» **Excerpted passage**
REMOVE

----- Original Message -----
From: Marcin Babij [mailto:marcin.ba...@nasza-klasa.pl]
To: internals@lists.php.net,apc-...@lists.php.net
Sent: Mon, 31 Jan 2011 12:35:53 +0100
Subject: Re: [PHP-DEV] Re: Zend engine's hashtable performance tweaks

Hello,
I've managed to change my patch to merge against trunk, there were some
problems with interned strings optimization. I've created bug report with
new patch:
http://bugs.php.net/bug.php?id=53866

I've changed hashing function again, it looks like working better than
previous, but nothings proven.

What's to be done (this is listed also in bug report):
-
http://lxr.php.net/xref/PHP_TRUNK/ext/standard/html_tables/html_table_gen.php#722
should be changed and html_tables.h regenerated, but this will need to
rewrite hashtable engine from C to PHP,
- APC should be fixed.


> Hi Marcin,
>
> Can you mail the PHP Internals list and also the apc-...@lists.php.net
> list when you have logged the bug?  I mentioned your patches to Gopal,
> the APC maintainer, and he was interested to see what was needed.
>
> Regards,
>
> Chris
>
>
> On 01/11/2011 04:28 PM, Marcin Babij wrote:
>> Hello,
>> I merge patch with trunk, do some things already proposed, and I'll
>> create bug report with patch for trunk in 1, 2 weeks most.
>>
>>>
>>>
>>> On 12/31/2010 10:15 AM, Pierre Joye wrote:
>>>> hi,
>>>>
>>>> Thanks for the patches :)
>>>>
>>>> Can you open a bug report please (and attach the patches to it)? I'm
>>>> sure this patch will be updated a couple of times before it reaches
>>>> the repository.

» **Set tasks**
1 - In the thread on Zend hashtable performance tweaks, why does Pierre Joye want a bug report opened with the patches attached?
2 - Carry the mailing-list thread on Zend hashtable performance tweaks forward from its last line.

» **Data block**
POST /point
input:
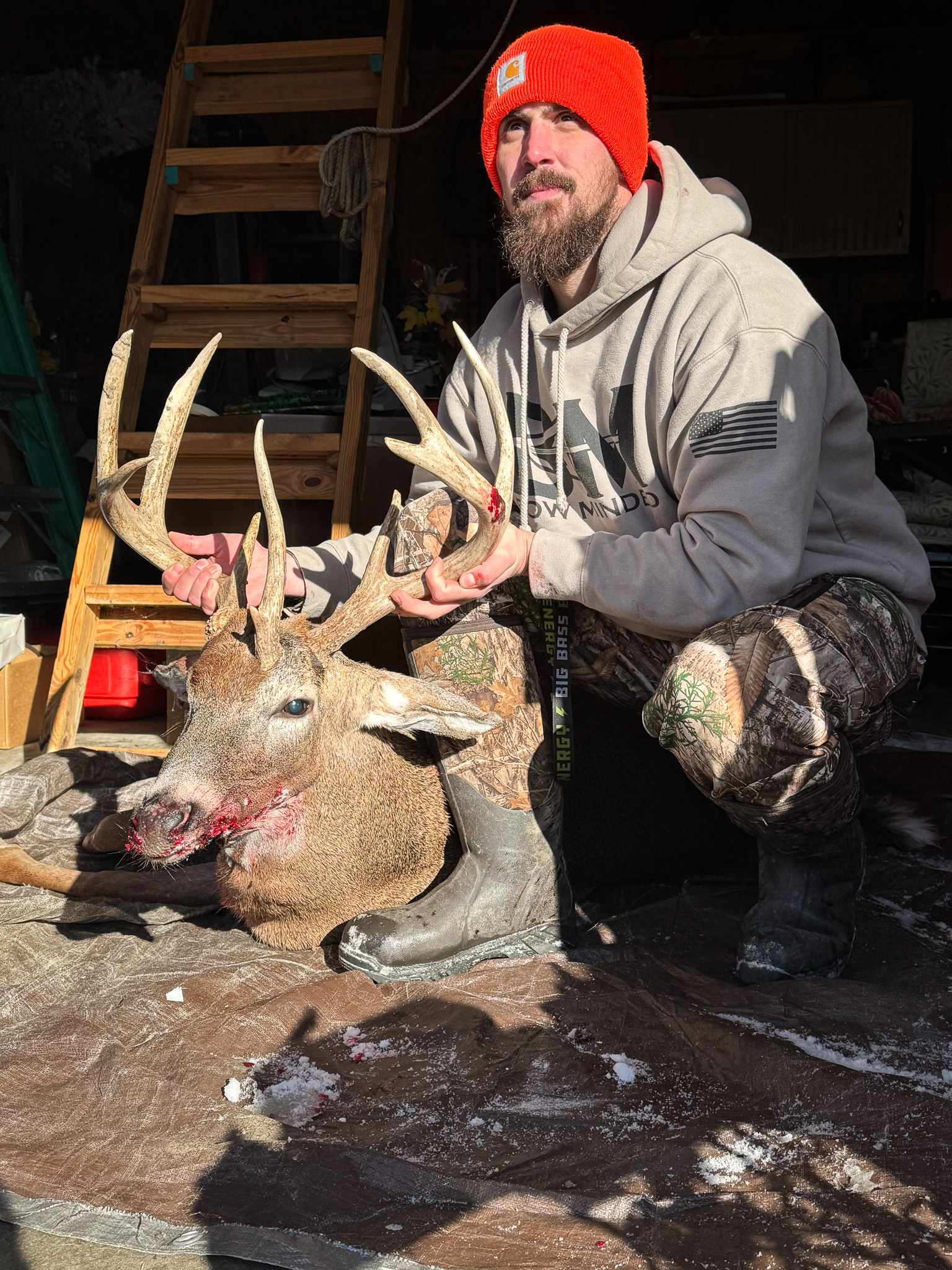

» **Responses to the tasks**
1 - He expects the patch to be updated a couple of times before it reaches the repository.

2 -
>>>>
>>>> Cheers,
>>>
>>> Hi Marcin,
>>>
>>> Did you log a bug for this?
>>>
>>> Regards,
>>>
>>> Chris
>>>
>>>>
>>>> On Fri, Dec 31, 2010 at 4:58 PM, Marcin Babij
>>>> <marcin.ba...@nasza-klasa.pl> wrote:
>>>>> Sorry for no attachments in previous message, I think my attachments
>>>>> weren't
>>>>> redirected with message by lists.php.net email confirmation system.
>>>>> I send
>>>>> them again, and for sure I attach links to public copy of them over
>>>>> HTTP:
>>>>> https://gist.github.com/761094 -
>>>>> php-5.3.4-hashtable-optimization.patch
>>>>> https://gist.github.com/761096 -
>>>>> apc-3.1.6-hashtable-optimization.patch
>>>>>
>>>>>> Hello,
>>>>>> I work for social network company, where we were running
>>>>>> optimization
>>>>>> project. One of it's results is patch to Zend engine's Hashtable,
>>>>>> which we
>>>>>> want to share and ask you for comments and improvements.
>>>>>>
>>>>>> Why we do this?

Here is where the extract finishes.